8 August 2000
"...What has it got in its pocketses? Oh we guess, we guess, my precious. He's found it, yes he must have. My birthday-present."
 
This month's Waning Poetic topic is "Inventory: Open your purse, your wallet, or your desk drawer. What's in it? Why is it there?"
 
I have a purse, but I just bought a new one, so all the amusing bits of detritus have been cleaned out. I did, however, merely transfer my wallet from the old purse to the new one, so I'll flip through that.
 
In the easy-to-get-to credit card section, I have two credit cards (my Discover card and my platinum Visa card), my ATM card, and my Sam's Club membership card. These are the cards I use at least once every two months.
 
Tucked behind the credit card section, I have less-used cards: A Firestone card, my corporate American Express (never used) and the platinum MasterCard Matt and I use for "joint" purchases. That one may see use soon, since Matt and I are going shopping for furniture.
 
My billfold section is exactly the size of a bill, which makes using it for money a little awkward. I keep credit card receipts in it, intending to enter them into Quicken and never really getting around to it. Let's see...
  • A couple of lunches at the National Pancake House, which is just around the corner from my office.
  • A mostly-faded T.G.I. Friday's receipt dated in June.
  • Two receipts from Second Street.
  • Dinner at Uno's.
  • A belated Father's Day lunch at the Backfin with my dad.
  • Several East Coast (gas station) receipts.
In the clear driver's-liscense pocket, I have my driver's license (of course), my voter registration (I have yet to find the school they want me to vote at, though), my birth card (which is a credit-card sized equivalent of a birth certificate), and my social security card. I didn't used to carry my birth card and social security card with me, until the panic of trying to find them the last time I needed them.
 
That's the clean, snapped-shut side of my wallet. Now, to move on to the zippered section...

* **Data section**
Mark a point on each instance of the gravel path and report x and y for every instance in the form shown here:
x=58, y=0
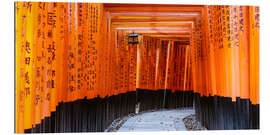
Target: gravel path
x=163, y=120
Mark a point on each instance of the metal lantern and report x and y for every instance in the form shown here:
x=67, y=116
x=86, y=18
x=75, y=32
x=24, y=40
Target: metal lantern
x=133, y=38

---

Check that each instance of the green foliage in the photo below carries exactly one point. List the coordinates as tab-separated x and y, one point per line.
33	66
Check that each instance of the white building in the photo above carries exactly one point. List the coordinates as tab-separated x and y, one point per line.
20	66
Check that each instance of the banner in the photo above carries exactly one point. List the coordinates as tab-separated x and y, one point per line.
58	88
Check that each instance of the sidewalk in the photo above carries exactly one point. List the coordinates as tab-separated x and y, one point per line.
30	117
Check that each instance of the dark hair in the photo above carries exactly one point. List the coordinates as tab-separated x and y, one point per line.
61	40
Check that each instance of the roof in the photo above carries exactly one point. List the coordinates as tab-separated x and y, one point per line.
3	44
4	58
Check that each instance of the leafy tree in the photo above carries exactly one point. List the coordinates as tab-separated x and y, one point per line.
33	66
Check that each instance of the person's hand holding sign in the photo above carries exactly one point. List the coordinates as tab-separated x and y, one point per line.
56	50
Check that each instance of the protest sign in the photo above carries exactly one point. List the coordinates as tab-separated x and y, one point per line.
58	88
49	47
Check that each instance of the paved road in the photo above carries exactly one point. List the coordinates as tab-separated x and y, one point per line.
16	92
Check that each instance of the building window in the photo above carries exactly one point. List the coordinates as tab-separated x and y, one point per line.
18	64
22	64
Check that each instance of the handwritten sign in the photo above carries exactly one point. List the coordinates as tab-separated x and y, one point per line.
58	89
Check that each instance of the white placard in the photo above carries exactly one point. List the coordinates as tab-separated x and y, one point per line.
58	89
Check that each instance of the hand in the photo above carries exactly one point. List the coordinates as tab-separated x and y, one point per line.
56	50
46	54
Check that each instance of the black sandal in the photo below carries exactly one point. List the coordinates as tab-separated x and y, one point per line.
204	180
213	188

* **Tasks and exercises**
• a. Reproduce the stretch of the wallet inventory post from "In the easy-to-get-to" through "dated in June.".
• b. Write what comes next in the wallet inventory post, picking up after its last sentence.

* **Answer list**
• a.
In the easy-to-get-to credit card section, I have two credit cards (my Discover card and my platinum Visa card), my ATM card, and my Sam's Club membership card. These are the cards I use at least once every two months.
 
Tucked behind the credit card section, I have less-used cards: A Firestone card, my corporate American Express (never used) and the platinum MasterCard Matt and I use for "joint" purchases. That one may see use soon, since Matt and I are going shopping for furniture.
 
My billfold section is exactly the size of a bill, which makes using it for money a little awkward. I keep credit card receipts in it, intending to enter them into Quicken and never really getting around to it. Let's see...
  • A couple of lunches at the National Pancake House, which is just around the corner from my office.
  • A mostly-faded T.G.I. Friday's receipt dated in June.

• b.
In my coin pouch, I have - oh, look! - another receipt, this one for Sam's Club, two smallish yellow pills reading "44 227" that I have no idea what they are, and $2.90 in assorted coins.
 
On the side where I keep money, I have no money, but I do have two more receipts - one from CVS Pharmacy, and one from the Chicago Museum of Science and Industry. And a picture of Matt.
 
On the other side, I have a handful of my business cards, and a bunch of insurance cards: medical, drug, AAA, two copies of my dental insurance, and one each cardboard and plastic insurance cards. I also have a card for making car reservations through my company, an access card for the website to manage my 401(k) from my previous job (that account is still active, or I'd have thrown it out), and a card explaining how to navigate my bank's automated telephone system.
 
Oh, what the heck; let's do the rest of the purse, since we're so close anyway.
 
In the same pouch where I keep the wallet, I have a coupon for Applebee's, two coupons for Ben & Jerry's, my sunglasses clip-on in a case to prevent it getting scratched, my checkbook, the joint account checkbook (both checkbooks have pens clipped to them), and a bottle that used to hold generic Tylenol, but which currently contains a half-dozen Advil, three Naproxen anti-inflammatory pills (for my feet), and a chewable Dramamine tablet.
 
In the "wallet" section of my purse, I have emergency "female supplies" (no, I didn't think you wanted any more information than that), a bunch of band-aids, an Alka-Seltzer Plus cold tablet, an eyeglasses repair kit, a book of checks for each of the checkbooks, and another handful of my business cards.
 
And finally, in the back pocket of my purse, I keep a pocket-sized copy of the Tao Te Ching and my Palm organizer.
 
I told you the rest of the purse was almost disgustingly clean.

 
Word of the Day: myriad - ten thousand; a great number
 
Heh. Funny I should mention my copy of the Tao Te Ching. Reading multiple translations of the same work is always good for some interesting insight. In particular, one phrase gets used over and over and over in the Tao Te Ching, and it almost makes me wish I could read ancient Chinese. It's translated variously as "the myriad creatures", "the ten thousand creatures", or "all [creatures/beings/things]", depending on how many liberties the translator was taking.
 
You can tell what it means: it's talking about all the non-human animals. But it makes me curious to know if, in the Chinese, they used an arbitrary large number, like ten thousand; or if they used a word meaning "many" like "myriad". I'm pretty sure the true translation wasn't "all beings", because otherwise none of the other translations would have appeared.
 
Reading multiple translations of the same work not only gives you some interesting insight into the culture of the original writer, but into the minds of the translators.